(Complete the following)
1 > Answer these questions from the budget 2020 remarks:
(a) How many members does FCM have, and what share of Canadians do they represent?
(b) Which date does FCM want removed from the federal transit plan?
(c) How many tonnes of GHGs would FCM's zero-emission transit proposal cut in a decade?
2 > Continue the budget 2020 remarks, picking up after their final sentence.

(Source text)
"""
Finally, we urge the government to work with the provinces and territories to strengthen Canada's anti-money laundering regime. Money laundering hurts all Canadians. Addressing it is a multi-jurisdictional challenge, though. We recommend that the federal government encourage collaboration with the provinces and territories in building consistent beneficial ownership requirements and also a new national framework around whistle-blowing. The challenge for budget 2020 will be to empower Canadians and Canadian businesses to confront the global drivers of change head-on. This includes the need to transition to a low-carbon economy.
Thank you again. Rosemary and I look forward to answering your questions.
I am Carole Saab, executive director of policy and public affairs at FCM.
FCM is the national voice of local governments, with 2,000 members representing 90% of Canadians from coast to coast to coast.
Joining me today is Daniel Rubinstein, the manager of policy and research at the FCM.
We are grateful for every opportunity to discuss how our two levels of government can work together to improve citizens’ quality of life.
Budget 2020 is key. It's where this minority government needs to show it can get things done for Canadians. FCM is preparing a formal short list of recommendations, and I'll offer today a preview in three priority areas.
The first is climate action. With the federal government’s support, municipalities are ready to fight climate change by adopting measures that build better lives for Canadians.
With your support, municipalities are ready to deliver climate action that builds better lives for Canadians. Budget 2019 recognized this by investing nearly $1 billion in FCM's world-renowned green municipal fund towards lower-emission community buildings, affordable housing and other family homes across Canada.
Budget 2016 enabled the FCM's municipalities for climate innovation program, empowering local leaders to conduct climate risk assessments, work with neighbouring communities and build GHG reduction plans. It's worth noting that, three years into this program, municipal demand for the program's tools far exceeds the funds remaining.
In budget 2020, the opportunity for transformational climate action starts with implementing a bold election commitment: to launch a permanent funding mechanism for public transit. Removing the 2027 sunset date from the federal transit plan will empower cities to continue designing system expansions, cutting commutes and emissions.
Expanding on a second election commitment to support zero-emission transit vehicles will cut GHGs faster. In fact, FCM's proposal on this front will cut 10 million tonnes in a decade, which is equivalent to 13% of Canada's climate targets.
Also, this budget can help communities protect Canadians from climate extremes by topping up the effective but depleted disaster mitigation and adaptation fund.
Finally in this area, we're proposing ways to incent landlords to repair and retrofit lower-cost market-rental homes, to keep them not just available but also more energy efficient.
That brings us to FCM's second focus area for this budget: housing affordability.
"""
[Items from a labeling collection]
"""
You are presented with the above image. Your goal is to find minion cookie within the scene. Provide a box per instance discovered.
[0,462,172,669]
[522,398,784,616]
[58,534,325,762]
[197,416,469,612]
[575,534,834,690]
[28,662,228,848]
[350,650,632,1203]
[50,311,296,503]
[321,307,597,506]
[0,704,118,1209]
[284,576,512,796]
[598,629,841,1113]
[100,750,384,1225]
"""
(Results by task)
1 >
(a) FCM has 2,000 members representing 90% of Canadians.
(b) The 2027 sunset date.
(c) 10 million tonnes.

2 >
You've heard mayors call the national housing strategy a breakthrough on the housing crisis. It's not the end but a major federal re-entry into the social and affordable housing space. Truly claiming this space means delivering on the NHS while also continuing to grow it to meet the challenge.
We have identified key opportunities to bolster the NHS in budget 2020, namely, in the areas of affordable housing for indigenous households in our communities and supportive housing for those living with mental illness and substance use.
Finally, we're recommending additional measures to strengthen communities of all sizes. Topping the list is building on the success of the direct and reliable gas tax fund transfer. Every year it empowers municipalities, big and small, to deliver thousands of infrastructure projects.
That's why budget 2019 funded a one-time doubling of the GTF transfer to get more done, and it has, like in Prince Albert, Saskatchewan, where those funds have enabled vital upgrades to the water treatment plan, and in London, Ontario, where a new system transforming heat from waste-water treatment into electricity will cut emissions and generate $600,000 in annual savings.
Right across the country, those gas tax dollars are building better roads, bridges, water systems and more. To build on this proven model, we're proposing a basic step for this upcoming budget: to boost the GTF's annual escalator from 2% to 3.5%, in essence to keep pace with real construction costs on a go-forward basis.
We'll have more proposals in our formal pre-budget submission: for instance, on railway safety and ideas flowing from FCM's western economic solutions task force, where municipal leaders are uniting to tackle economic challenges head-on in the region, because whether it's tackling economic uncertainty or fighting climate change, local leaders are problem-solvers.
These are the governments closest to daily life. Rural and urban, east and west, we are united in our resolve to get things done and to bring Canadians together.
That is what budget 2020 needs to be about. From coast to coast to coast, local leaders are ready to continue working together with our federal partners to build better lives for Canadians.
Thank you very much.
We would be pleased to answer any questions you have.
Thank you, Mr. Chair and members of the committee, for time to speak about opportunities in Canadian taxation in advance of the 2020 budget.
I'd also like to congratulate new members of the committee. I'm excited and hopeful for all the things you can do for Canada.
My expertise is Canadian income tax. For nearly a decade my software company has been building advanced algorithms for tax planning and tax compliance, specializing in the integration between individuals and corporations. In that time, I have computed countless tax outcomes for taxpayers in all jurisdictions and at all income levels. As Mr. Ball recommended, I suggest that the Government of Canada undertake a detailed review of the tax system with the intention of introducing thoughtful tax reform. There are many elements within the tax system that warrant discussion, but I'd like to share two of those for your attention today.
The first is that the effective tax rate on income earned by individuals is often drastically higher than the intended tax rate. The second is the complexity of the current TOSI legislation, which presents ongoing challenges to all concerned parties.
The behavioural response of taxpayers to varying marginal tax rates is an often-discussed topic. In Canada the top personal income tax rate on ordinary income ranges between 44.5% and 54%. We intuitively expect that these are the maximum rates that will be paid on income. We also expect that they will be paid by those earning relatively high amounts of income.
For a comprehensive view, we must also include the impact of income-tested government policies. Taxpayers with average incomes can face higher effective tax rates through a combination of progressive tax rates and things often overlooked in basic calculations, such as material differences in various benefits and payroll amounts. After all, a dollar lost to taxes and a dollar of benefits lost are directly equal.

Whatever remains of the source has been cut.